# [WHAT YOU WILL DO]
Please turn everything from the line containing "Please segment every instance of the scarf" down to the end of the records below into a JSON list of strings, one string per line, with blank lines left out.

********

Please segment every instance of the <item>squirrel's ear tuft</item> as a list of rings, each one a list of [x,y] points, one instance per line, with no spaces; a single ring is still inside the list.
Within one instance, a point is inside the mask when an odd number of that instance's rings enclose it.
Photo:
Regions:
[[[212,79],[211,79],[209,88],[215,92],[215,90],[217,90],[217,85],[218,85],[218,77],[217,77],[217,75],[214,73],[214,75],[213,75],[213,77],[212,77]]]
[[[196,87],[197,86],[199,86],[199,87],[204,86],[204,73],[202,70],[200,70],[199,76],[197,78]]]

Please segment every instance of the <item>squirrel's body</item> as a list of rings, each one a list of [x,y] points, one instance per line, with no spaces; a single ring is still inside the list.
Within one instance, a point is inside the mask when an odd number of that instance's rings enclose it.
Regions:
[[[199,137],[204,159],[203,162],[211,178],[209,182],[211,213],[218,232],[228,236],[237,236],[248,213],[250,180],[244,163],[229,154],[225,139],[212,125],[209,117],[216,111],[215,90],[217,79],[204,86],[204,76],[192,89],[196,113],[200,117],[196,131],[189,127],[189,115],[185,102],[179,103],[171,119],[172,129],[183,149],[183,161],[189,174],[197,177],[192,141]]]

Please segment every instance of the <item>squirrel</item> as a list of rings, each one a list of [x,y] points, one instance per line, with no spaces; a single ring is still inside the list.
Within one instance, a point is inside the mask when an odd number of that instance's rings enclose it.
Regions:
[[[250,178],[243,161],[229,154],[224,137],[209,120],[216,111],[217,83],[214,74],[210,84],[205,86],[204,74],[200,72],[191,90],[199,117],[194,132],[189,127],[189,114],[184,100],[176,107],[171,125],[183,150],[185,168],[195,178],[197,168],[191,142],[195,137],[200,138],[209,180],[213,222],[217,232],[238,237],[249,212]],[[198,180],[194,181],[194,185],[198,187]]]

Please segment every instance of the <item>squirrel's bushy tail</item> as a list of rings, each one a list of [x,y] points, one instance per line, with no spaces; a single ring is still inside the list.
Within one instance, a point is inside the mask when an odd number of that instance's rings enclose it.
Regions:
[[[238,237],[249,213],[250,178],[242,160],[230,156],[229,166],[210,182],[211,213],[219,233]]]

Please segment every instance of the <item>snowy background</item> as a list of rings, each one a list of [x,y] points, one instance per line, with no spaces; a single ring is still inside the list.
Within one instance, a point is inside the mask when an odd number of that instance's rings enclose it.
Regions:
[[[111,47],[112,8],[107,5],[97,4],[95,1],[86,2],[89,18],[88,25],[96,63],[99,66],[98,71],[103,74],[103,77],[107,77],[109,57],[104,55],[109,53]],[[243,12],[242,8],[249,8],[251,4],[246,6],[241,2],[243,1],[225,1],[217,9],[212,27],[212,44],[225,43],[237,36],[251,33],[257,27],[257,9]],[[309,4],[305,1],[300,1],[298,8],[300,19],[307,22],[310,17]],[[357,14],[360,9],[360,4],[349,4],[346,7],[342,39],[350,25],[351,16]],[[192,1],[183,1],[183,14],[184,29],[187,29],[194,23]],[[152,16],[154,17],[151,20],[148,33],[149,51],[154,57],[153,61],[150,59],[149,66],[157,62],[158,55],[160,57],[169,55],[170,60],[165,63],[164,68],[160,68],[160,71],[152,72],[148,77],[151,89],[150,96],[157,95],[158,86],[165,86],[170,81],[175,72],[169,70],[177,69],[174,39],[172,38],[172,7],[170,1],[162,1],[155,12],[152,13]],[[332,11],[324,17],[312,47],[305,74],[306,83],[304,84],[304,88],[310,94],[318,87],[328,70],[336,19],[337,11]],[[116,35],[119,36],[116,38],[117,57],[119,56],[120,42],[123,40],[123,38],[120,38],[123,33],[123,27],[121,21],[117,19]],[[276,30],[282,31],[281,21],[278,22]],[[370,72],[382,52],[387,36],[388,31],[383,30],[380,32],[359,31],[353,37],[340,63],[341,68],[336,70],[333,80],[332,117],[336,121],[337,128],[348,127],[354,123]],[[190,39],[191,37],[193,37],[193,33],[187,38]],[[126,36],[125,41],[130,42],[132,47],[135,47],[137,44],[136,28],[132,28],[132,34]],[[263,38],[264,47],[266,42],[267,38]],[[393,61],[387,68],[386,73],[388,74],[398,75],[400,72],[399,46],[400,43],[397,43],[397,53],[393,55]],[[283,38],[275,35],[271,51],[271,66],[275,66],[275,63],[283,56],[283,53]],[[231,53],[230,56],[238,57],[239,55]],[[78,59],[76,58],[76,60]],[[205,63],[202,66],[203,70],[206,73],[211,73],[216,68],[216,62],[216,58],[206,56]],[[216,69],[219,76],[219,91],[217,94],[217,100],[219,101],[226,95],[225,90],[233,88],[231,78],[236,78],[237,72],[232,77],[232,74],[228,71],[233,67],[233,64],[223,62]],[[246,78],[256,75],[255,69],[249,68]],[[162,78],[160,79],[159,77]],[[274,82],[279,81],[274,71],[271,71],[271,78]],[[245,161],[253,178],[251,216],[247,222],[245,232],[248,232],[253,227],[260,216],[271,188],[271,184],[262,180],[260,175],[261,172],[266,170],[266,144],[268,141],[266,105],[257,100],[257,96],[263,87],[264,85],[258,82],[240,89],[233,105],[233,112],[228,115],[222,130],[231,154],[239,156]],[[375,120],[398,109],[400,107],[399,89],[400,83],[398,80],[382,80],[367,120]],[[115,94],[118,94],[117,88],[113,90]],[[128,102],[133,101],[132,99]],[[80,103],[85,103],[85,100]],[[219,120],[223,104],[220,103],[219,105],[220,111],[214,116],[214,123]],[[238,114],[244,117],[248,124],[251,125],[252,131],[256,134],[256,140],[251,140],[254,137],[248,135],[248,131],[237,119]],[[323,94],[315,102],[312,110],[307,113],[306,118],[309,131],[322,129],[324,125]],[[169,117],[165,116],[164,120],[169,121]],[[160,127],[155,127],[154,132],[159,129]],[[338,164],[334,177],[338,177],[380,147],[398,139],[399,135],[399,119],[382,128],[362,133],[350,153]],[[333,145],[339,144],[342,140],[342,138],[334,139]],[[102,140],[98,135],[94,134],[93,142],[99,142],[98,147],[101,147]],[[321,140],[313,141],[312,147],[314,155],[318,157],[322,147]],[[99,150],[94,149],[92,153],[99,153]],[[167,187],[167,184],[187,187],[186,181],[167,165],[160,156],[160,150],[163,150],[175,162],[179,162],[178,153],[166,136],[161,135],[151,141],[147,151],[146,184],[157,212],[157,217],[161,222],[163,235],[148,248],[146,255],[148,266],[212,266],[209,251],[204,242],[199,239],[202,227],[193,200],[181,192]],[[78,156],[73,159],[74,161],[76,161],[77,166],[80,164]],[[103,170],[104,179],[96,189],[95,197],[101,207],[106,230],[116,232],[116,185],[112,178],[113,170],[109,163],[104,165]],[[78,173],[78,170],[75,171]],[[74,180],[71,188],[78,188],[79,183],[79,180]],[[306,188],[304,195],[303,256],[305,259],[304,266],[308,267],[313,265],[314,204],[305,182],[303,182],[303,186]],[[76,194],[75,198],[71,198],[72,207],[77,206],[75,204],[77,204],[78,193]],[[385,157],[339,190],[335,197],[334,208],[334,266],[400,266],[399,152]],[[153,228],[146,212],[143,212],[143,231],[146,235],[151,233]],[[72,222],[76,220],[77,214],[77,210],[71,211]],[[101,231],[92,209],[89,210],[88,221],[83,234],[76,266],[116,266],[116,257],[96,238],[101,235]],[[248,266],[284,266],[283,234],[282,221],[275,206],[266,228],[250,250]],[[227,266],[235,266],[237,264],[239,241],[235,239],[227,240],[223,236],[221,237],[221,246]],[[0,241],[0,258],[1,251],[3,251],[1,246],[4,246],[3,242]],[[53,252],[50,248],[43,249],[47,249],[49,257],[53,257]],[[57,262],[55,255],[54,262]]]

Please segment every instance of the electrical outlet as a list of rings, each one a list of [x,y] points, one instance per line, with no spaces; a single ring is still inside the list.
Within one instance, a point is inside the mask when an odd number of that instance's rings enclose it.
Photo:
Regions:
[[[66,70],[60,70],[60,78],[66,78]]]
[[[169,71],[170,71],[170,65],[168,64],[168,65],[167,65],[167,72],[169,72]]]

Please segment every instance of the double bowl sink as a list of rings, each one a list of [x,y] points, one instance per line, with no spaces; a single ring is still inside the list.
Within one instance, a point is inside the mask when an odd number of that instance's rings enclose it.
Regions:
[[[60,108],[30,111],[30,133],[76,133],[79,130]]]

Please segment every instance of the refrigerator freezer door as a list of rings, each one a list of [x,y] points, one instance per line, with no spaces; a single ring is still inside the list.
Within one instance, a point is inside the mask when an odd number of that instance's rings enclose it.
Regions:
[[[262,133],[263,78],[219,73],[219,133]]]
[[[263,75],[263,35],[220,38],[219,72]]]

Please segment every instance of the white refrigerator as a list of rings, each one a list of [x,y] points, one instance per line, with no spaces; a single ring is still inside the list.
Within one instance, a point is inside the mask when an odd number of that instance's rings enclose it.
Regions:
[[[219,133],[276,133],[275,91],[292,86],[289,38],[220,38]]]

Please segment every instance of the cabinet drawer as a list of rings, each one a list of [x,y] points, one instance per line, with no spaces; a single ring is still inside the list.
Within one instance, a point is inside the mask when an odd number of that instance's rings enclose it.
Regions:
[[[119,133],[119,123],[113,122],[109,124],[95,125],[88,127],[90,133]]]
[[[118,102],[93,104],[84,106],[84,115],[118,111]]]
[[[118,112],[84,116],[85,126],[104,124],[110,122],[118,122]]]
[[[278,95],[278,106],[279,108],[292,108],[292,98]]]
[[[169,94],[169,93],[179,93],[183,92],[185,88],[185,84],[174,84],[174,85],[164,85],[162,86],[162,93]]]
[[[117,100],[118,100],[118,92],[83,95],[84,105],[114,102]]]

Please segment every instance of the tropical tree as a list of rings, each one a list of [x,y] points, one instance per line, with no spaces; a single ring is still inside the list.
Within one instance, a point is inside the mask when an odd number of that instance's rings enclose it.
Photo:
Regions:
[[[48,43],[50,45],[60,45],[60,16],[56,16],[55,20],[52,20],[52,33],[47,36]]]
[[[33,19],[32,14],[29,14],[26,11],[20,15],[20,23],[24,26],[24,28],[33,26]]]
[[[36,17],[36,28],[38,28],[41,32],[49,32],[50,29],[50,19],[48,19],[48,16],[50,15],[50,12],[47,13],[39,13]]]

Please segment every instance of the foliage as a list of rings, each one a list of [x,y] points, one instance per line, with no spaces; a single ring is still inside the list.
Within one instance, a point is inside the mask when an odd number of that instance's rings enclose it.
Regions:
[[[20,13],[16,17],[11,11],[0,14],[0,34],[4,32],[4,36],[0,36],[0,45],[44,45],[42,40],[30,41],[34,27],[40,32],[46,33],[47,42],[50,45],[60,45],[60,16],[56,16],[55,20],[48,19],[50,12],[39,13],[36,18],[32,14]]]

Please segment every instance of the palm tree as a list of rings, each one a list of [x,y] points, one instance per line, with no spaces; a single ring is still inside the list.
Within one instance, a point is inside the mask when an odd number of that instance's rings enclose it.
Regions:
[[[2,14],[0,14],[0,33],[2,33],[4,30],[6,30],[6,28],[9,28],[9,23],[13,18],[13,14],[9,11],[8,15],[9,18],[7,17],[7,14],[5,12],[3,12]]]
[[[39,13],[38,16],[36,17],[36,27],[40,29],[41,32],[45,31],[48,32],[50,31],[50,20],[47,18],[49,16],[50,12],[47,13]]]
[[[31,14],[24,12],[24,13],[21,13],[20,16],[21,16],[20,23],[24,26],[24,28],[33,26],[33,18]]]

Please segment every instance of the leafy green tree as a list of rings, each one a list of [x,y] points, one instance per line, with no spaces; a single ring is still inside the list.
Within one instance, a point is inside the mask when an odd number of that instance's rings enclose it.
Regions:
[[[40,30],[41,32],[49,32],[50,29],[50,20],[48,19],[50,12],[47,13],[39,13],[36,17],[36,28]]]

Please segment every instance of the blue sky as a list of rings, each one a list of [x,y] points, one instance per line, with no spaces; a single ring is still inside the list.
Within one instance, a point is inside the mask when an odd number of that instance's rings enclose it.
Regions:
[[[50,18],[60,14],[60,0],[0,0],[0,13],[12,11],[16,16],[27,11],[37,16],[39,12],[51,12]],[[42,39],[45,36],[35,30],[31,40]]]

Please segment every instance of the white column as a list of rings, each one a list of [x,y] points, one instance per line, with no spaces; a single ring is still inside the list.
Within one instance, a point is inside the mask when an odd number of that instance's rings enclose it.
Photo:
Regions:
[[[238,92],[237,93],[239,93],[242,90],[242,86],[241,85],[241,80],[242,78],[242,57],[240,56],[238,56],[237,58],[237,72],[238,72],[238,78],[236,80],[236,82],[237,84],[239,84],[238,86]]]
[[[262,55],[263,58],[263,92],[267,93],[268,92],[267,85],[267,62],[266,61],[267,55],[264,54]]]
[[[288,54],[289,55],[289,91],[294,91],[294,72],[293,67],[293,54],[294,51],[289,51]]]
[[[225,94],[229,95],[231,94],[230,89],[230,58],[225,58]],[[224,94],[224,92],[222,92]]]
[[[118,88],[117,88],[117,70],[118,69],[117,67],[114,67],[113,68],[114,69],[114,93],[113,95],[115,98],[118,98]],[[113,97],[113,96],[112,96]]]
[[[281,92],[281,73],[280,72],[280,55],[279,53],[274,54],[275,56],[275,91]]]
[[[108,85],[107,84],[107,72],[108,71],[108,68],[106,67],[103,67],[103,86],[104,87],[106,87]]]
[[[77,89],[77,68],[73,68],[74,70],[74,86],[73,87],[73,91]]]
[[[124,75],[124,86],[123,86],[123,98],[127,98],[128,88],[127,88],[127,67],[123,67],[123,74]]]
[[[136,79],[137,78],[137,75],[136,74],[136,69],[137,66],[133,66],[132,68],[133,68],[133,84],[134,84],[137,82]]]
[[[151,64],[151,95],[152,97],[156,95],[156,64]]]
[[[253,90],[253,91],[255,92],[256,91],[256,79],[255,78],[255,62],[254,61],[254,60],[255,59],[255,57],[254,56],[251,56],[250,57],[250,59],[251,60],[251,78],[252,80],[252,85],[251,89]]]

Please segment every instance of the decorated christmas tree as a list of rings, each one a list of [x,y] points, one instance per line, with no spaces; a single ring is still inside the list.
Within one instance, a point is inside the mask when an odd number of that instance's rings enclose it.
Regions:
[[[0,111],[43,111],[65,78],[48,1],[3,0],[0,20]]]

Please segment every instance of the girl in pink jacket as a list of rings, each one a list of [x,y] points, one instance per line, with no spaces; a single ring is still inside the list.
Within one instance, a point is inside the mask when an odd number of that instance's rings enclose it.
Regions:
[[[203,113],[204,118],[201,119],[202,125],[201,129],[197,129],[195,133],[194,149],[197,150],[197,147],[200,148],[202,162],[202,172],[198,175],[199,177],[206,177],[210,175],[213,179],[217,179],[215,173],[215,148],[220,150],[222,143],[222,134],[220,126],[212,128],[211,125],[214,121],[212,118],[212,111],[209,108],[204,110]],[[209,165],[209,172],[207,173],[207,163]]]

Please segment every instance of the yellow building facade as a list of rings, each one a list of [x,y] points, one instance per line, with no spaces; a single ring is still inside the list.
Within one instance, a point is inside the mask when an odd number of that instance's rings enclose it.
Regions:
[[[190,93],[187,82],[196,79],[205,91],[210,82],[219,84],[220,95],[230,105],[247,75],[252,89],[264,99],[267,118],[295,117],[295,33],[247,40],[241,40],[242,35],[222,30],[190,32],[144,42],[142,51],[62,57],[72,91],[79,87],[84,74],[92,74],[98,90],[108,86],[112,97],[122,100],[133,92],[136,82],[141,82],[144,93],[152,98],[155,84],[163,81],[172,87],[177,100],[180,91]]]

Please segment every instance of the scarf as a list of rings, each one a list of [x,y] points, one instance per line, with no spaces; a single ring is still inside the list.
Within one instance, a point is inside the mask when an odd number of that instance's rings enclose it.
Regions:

********

# [WRITTEN REPLY]
[
  "Please segment every instance of the scarf as a list of rings, each one a list of [x,y] points, one instance per line, with no spaces; a single ring is still inside the list.",
  "Within one instance, a point is inside the mask when an odd number of that instance's rings enclose it.",
  "Regions:"
]